Requirement:
Report each line of the data that includes the word "Coordinates".

Data extract:
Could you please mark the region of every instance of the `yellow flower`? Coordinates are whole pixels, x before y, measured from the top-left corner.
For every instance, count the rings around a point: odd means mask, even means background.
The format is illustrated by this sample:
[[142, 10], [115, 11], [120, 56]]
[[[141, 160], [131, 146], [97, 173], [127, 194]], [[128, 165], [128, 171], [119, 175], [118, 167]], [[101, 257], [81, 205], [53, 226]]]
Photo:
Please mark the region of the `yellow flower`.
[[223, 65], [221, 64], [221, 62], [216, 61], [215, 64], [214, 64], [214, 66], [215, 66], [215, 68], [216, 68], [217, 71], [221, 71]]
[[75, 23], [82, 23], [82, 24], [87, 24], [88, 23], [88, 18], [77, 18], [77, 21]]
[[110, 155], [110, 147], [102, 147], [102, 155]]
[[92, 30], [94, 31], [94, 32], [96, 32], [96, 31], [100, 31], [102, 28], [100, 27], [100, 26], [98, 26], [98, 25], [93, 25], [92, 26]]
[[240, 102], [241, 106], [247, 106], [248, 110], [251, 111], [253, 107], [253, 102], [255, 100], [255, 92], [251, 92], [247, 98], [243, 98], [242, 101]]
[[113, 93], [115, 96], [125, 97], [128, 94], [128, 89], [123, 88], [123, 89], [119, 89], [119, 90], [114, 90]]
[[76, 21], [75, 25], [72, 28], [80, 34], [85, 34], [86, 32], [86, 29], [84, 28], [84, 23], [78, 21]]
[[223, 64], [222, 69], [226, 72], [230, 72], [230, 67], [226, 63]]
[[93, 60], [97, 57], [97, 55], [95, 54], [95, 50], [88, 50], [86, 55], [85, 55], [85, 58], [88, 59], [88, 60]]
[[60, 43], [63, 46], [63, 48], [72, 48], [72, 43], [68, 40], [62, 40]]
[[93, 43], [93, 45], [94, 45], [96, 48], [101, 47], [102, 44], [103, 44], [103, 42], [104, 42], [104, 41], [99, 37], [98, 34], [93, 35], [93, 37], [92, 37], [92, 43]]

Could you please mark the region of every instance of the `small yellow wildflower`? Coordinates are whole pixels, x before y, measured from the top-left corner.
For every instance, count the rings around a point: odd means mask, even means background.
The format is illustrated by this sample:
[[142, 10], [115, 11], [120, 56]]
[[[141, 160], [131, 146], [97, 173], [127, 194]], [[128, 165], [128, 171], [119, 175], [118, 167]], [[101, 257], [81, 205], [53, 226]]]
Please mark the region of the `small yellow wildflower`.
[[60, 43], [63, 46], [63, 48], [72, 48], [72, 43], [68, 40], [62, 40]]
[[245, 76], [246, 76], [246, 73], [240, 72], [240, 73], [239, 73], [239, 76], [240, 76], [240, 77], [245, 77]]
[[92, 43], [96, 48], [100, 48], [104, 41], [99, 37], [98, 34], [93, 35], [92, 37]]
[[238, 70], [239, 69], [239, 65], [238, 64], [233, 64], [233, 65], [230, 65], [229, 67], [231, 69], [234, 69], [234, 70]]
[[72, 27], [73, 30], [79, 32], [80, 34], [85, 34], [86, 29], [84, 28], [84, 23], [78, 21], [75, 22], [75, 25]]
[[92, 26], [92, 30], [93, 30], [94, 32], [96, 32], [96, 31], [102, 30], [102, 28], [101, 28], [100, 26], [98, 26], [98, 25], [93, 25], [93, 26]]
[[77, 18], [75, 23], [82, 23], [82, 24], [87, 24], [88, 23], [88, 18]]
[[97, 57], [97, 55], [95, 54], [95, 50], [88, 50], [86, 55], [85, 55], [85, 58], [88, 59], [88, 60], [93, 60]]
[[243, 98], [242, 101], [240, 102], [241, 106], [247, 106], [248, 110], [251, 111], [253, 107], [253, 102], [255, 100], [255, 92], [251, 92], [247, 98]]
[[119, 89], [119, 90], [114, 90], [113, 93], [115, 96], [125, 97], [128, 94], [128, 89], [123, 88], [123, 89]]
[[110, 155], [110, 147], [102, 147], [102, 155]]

Task output:
Could you please mark the region of every instance of the `yellow flower`? Coordinates are whole pixels, x before y, measured from the top-left corner.
Could you please mark the region of every instance of the `small yellow wildflower`? Coordinates are whole pixels, x before y, measured from the top-left corner.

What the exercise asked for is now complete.